● Что сделать: Продолжите текст о синтетической биологии, начиная сразу после его последнего предложения.

● Исходный текст:
■ ■ ■ ■ ■ ■ ■

Синтетическая биология
Продолжение статьи Обещания и риски революции в биосинтезе часть 3
Кодирование жизни
Вскоре после того, как было объявлено об эксперименте Вентера, изменившем правила игры, Институт медицины Национальной академии наук создал специальную группу, в задачи которой входит изучение различных аспектов нового биологического мира, связанных с этикой, наукой и национальной безопасностью. Эндрю Эллингтон и Джаред Эллефсон из Техасского университета в Остине утверждают, что новое поколение биологов раздвигает границы науки – они смотрят на формы жизни и ДНК, как маги и чародеи от технологии, создавшие IBM, Cisco и Apple, когда-то смотрели на электронику, транзисторы и электрические цепи. Две эти области, где произошло поразительное сращивание частного сектора и академической науки, постоянно сталкиваются, соединяются и трансформируют друг друга; ученые-компьютерщики говорят о «вычислениях на основе ДНК», а синтетические биологи – о «платах жизни». Биолог превратился в инженера, кодирующего новые формы жизни по своему усмотрению.

■ ■ ■ ■ ■ ■ ■

● Исходные записи:
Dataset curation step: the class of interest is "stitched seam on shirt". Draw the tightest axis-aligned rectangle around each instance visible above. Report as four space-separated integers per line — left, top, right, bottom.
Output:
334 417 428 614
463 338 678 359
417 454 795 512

■ ■ ■ ■ ■ ■ ■

● Ответ:
Джеральд Джойс из Научно-исследовательского института Скриппса в Ла-Хойе (Калифорния) обеспокоен тем, что из-за размытости границ эволюцией будут теперь управлять биологи, а это «конец дарвинизма». «Жизнь на Земле, – отмечает Джойс, – продемонстрировала невероятную эластичность и изобретательность, адаптируясь к самым разнообразным нишам. Возможно, самым главным изобретением жизни является генетическая система, обладающая огромным потенциалом адаптации, в то время как биосинтетические системы вряд ли смогут быстро выйти на подобный уровень. Но как только информационные макромолекулы приобретут способность к изменчивости по законам дарвиновской эволюции, они начнут собственную жизнь».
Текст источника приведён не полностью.